Task instructions » Please write out all the entries exactly, without the pictures.

Source records START

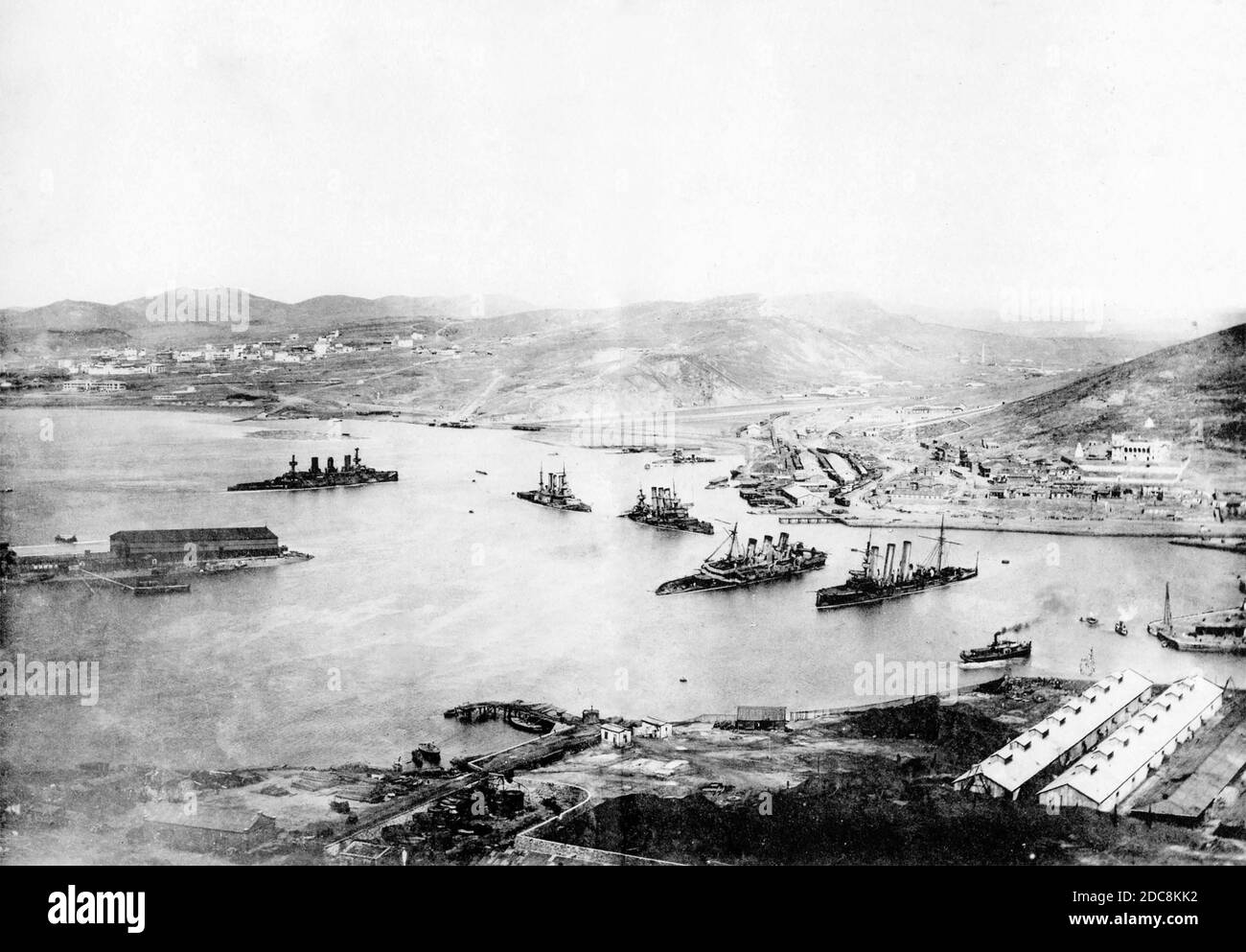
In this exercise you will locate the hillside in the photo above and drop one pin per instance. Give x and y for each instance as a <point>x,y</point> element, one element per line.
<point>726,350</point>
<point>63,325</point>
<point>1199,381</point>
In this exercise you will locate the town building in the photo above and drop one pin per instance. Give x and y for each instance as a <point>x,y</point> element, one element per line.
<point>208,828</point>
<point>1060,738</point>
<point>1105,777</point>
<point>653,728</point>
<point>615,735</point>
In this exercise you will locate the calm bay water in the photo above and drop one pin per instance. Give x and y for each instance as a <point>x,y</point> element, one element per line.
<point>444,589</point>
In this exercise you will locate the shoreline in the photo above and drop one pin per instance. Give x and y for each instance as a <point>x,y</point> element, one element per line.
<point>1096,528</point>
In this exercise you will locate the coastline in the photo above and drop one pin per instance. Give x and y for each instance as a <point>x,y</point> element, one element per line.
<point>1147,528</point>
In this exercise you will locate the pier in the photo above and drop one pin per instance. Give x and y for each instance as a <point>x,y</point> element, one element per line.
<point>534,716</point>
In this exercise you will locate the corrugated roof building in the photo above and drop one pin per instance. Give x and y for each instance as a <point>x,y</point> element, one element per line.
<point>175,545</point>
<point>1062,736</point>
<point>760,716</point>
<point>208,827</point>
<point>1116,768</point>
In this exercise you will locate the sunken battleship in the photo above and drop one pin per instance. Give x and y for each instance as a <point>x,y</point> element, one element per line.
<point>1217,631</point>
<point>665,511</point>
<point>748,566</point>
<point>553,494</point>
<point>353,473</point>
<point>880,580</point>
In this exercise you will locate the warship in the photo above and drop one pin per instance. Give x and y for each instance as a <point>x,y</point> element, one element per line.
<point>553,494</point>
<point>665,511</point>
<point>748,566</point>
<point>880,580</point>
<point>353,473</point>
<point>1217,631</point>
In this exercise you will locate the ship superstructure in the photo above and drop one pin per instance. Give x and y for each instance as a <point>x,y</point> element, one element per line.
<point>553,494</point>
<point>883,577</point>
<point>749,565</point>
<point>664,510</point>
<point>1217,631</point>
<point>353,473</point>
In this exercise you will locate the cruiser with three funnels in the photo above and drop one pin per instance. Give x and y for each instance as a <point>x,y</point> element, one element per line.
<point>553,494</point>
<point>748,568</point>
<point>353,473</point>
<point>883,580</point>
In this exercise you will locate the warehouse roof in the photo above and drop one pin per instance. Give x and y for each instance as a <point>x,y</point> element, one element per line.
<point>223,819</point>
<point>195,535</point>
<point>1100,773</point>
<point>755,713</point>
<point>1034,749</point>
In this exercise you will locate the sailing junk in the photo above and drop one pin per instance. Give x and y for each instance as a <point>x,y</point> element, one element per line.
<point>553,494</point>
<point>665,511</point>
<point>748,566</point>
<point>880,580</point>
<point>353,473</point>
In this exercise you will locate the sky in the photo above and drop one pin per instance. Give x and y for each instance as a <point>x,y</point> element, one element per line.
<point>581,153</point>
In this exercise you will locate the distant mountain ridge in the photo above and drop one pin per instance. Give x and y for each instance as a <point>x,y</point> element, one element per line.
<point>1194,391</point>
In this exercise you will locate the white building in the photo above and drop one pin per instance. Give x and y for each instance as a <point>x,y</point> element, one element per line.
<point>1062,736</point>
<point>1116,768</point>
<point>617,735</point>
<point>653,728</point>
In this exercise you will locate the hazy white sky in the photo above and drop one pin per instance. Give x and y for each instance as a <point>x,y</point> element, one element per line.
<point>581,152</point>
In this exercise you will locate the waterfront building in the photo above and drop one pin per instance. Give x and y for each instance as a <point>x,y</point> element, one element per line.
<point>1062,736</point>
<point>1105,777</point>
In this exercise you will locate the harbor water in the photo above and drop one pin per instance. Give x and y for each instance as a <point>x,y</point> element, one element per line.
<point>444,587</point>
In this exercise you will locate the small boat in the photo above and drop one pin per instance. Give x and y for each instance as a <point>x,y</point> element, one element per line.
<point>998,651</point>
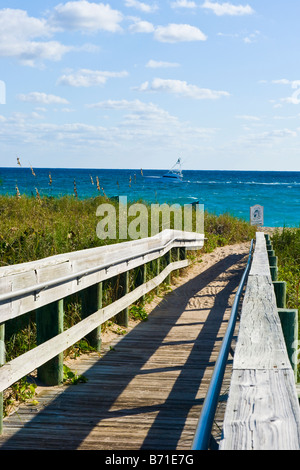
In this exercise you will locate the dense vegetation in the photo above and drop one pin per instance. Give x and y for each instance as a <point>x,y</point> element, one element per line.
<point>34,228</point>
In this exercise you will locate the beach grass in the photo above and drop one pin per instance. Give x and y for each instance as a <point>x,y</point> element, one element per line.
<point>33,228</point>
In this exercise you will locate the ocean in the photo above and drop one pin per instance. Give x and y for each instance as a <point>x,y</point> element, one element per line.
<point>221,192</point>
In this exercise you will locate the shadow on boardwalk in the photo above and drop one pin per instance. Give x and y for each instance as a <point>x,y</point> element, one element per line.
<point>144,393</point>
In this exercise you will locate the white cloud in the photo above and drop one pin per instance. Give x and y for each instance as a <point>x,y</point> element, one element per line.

Source records END

Answer space »
In this exercise you will locate the hillside in the photo above and drop one pin per instance. Give x and y for each instance as a <point>x,y</point> element, one element per line.
<point>726,350</point>
<point>63,325</point>
<point>1199,381</point>
In this exercise you will locate the town building in the photo above and drop one pin per instance. Give x and y for each instance as a <point>x,y</point> element, one element per line.
<point>208,828</point>
<point>1060,738</point>
<point>1105,777</point>
<point>653,728</point>
<point>615,735</point>
In this exercise you will locate the calm bay water in the photo above and drop one pin per instance. Give x and y for each instance as a <point>x,y</point> element, one element per line.
<point>444,589</point>
In this exercise you will locate the shoreline in the photo above and drop one pin per instance. Give x and y for each instance as a <point>x,y</point> element, one element per line.
<point>1096,528</point>
In this exercise you will locate the coastline in the photo above and drop one pin per instance. Give x and y for each instance as a <point>x,y</point> element, one element per line.
<point>1147,528</point>
In this exercise you will locate the pier in the photo above and drop one pin per instance. Give x and y for each instance as a <point>x,y</point> element, one element per line.
<point>534,716</point>
In this exercise you will locate the corrugated roof building in the photo above and drop one pin per instance. Give x and y for each instance as a <point>x,y</point> element, one element per line.
<point>175,545</point>
<point>1062,736</point>
<point>760,716</point>
<point>208,827</point>
<point>1116,768</point>
In this exercise you will locate the sunken battleship in the photo above and drop one pin per instance. Give x and y for each instance as a <point>x,y</point> element, one element per line.
<point>1217,631</point>
<point>665,511</point>
<point>748,566</point>
<point>553,494</point>
<point>353,473</point>
<point>880,580</point>
In this exercise you will locate the warship in the photo above and drop one pin per instance. Give x and y for each instance as a <point>x,y</point> element, one element per line.
<point>553,494</point>
<point>665,511</point>
<point>748,566</point>
<point>880,580</point>
<point>353,473</point>
<point>1217,631</point>
In this exercise you will locate the ship superstructure in the photo above and drop one pin per instance. Give x and y for each instance as a <point>x,y</point> element, one element per line.
<point>553,494</point>
<point>883,577</point>
<point>749,565</point>
<point>664,510</point>
<point>1217,631</point>
<point>353,473</point>
In this exercise you will locate the cruiser with three funnels in the photo above and drop one pin per instance. Give x and y for each instance as a <point>x,y</point> element, one element per line.
<point>553,494</point>
<point>748,568</point>
<point>353,473</point>
<point>883,580</point>
In this exercise you will locate the warehouse roof in the photo above and drop one pin per instance. Give x and y for each instance as a <point>x,y</point> element, one element per line.
<point>223,819</point>
<point>195,535</point>
<point>1100,773</point>
<point>755,713</point>
<point>1034,749</point>
In this exercise you will locate the sailing junk in the photo above and drop one pin per instance. Give x and y for each instance as a <point>x,y</point> element, one element per line.
<point>553,494</point>
<point>665,511</point>
<point>748,566</point>
<point>880,580</point>
<point>353,473</point>
In this exercise you will locate the sky in the photo above and drop one pin per instance. Give x and y for each instance as a <point>x,y</point> element, one element per line.
<point>581,153</point>
In this exercise you will locate the distant mountain ridge in the photo above and drop one pin per instance. Give x and y for each instance as a <point>x,y</point> element, one element per line.
<point>1194,391</point>
In this exercise you will locate the white building in the photo above and drop one pin per instance. Give x and y for each instance as a <point>x,y</point> element, one element per line.
<point>1062,736</point>
<point>1116,768</point>
<point>617,735</point>
<point>653,728</point>
In this exercise you will locate the hazy white sky in the photo above and drop one pin per instance. Give x and y for each instance as a <point>x,y</point> element, one element per line.
<point>581,152</point>
In this exercise you will locate the waterfront building in the photo above and drop one pin per instance. Give x and y for each instance as a <point>x,y</point> element, one element per line.
<point>1062,736</point>
<point>1105,777</point>
In this exercise you will locate the harbor water in the photo above and drop one pin per instance. Give x and y for each instance as a <point>x,y</point> element, one element per line.
<point>444,587</point>
In this exercise you will locate the small boat in the photo above and drop one pin per instance. Give x and y for each instance as a <point>x,y</point> element, one element per line.
<point>998,651</point>
In this exercise you will locate the dense vegetation in the photo above and drop one pin per instance. Give x and y for each instance as a <point>x,y</point> element, one element per line.
<point>34,228</point>
In this exercise you will locate the beach grass in the photo above and drop one pin per instance. Give x and y for each instance as a <point>x,y</point> element, one element per line.
<point>33,228</point>
In this exercise you will locate the ocean in the photo above and drop one pin per instance. Give x and y for each instance as a <point>x,y</point> element, one element per line.
<point>221,192</point>
In this exercise you will locate the shadow on boardwalk in the photo above and drop one pin per instance. Give x and y for each instance as a <point>x,y</point> element, one element per line.
<point>144,393</point>
In this exercise you will locate the white cloud in the photo above and drop one pin per instance. Give x and y for each instance as a <point>x,y</point> element, one element per line.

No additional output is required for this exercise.